[Referring expression pointing data]
[Start of Attachment]

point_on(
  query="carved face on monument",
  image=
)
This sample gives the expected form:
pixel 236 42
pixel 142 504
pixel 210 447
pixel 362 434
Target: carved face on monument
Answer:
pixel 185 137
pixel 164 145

[End of Attachment]

# [Task directions]
Collect every line above that contains the word "monument".

# [Task solution]
  query="carved face on monument",
Target: carved face on monument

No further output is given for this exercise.